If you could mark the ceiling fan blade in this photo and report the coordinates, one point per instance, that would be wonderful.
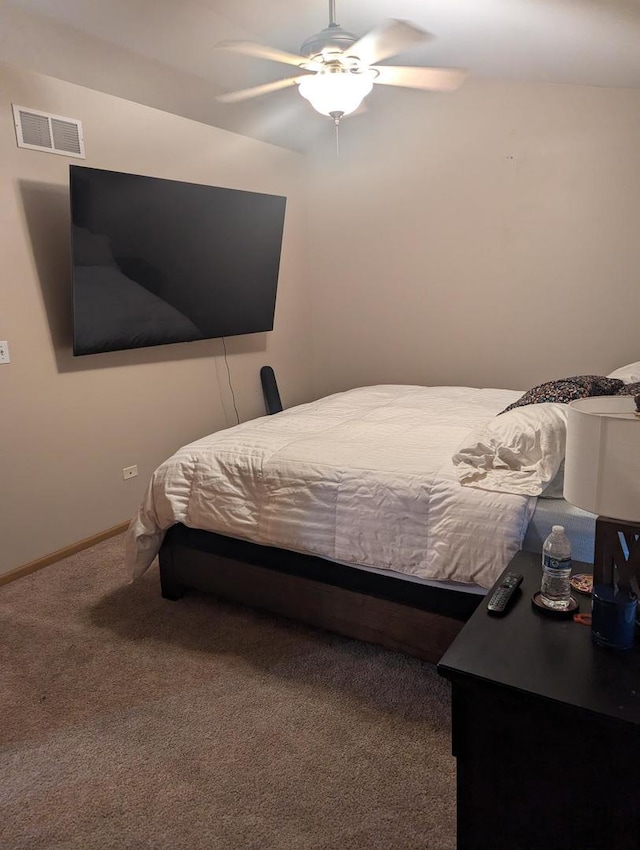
(256, 91)
(433, 79)
(262, 51)
(386, 40)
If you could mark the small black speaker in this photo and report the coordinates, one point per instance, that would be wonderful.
(270, 390)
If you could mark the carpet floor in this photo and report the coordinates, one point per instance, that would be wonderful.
(132, 722)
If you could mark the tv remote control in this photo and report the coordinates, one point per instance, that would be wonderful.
(503, 594)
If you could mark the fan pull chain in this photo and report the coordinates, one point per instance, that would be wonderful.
(336, 120)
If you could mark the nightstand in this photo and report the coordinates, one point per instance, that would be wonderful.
(545, 730)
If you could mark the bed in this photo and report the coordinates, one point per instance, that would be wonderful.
(383, 513)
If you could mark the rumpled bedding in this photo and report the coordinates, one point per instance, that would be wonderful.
(363, 477)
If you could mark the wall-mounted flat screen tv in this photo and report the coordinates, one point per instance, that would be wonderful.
(159, 261)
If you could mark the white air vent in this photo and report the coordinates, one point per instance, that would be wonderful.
(41, 131)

**Exercise details**
Without copying any images, transcribe the records exactly as they stand.

**Response to the task**
If you could mark the ceiling fan blade in this photo and report the coordinates, one point per instance, that would be wonderful.
(256, 91)
(433, 79)
(262, 51)
(386, 40)
If you could mark the small black speaker in this photo and report the coordinates, one point per instance, that would be wonderful.
(270, 390)
If you could mark the carpet floor in this photo and report the coordinates, one point per instance, that would be wonderful.
(132, 722)
If you could mark the tv remote control in this photo and report the coordinates, one point per instance, that would be wonderful.
(503, 594)
If you could mark the fan pull chain in this photo and report the coordinates, one point per instance, that would be wonderful.
(336, 120)
If you could mark the nightstand in this photo and report the coordinates, one point per instance, that would be wonderful.
(545, 730)
If you could mark the bed in this photo and report the coordinates, one point per instance, that would be wonderful.
(383, 513)
If you could mark the rumpled bedding in this photo and report the coordinates, one point per instance, that would be wonderful.
(363, 477)
If you could mark the wall-mounted flat screen tv in this photo and report the coordinates, one point per instance, that would be wonderful.
(159, 261)
If you could mark the white air vent in this photo and report the coordinates, one point per instance, that would be wonderful.
(41, 131)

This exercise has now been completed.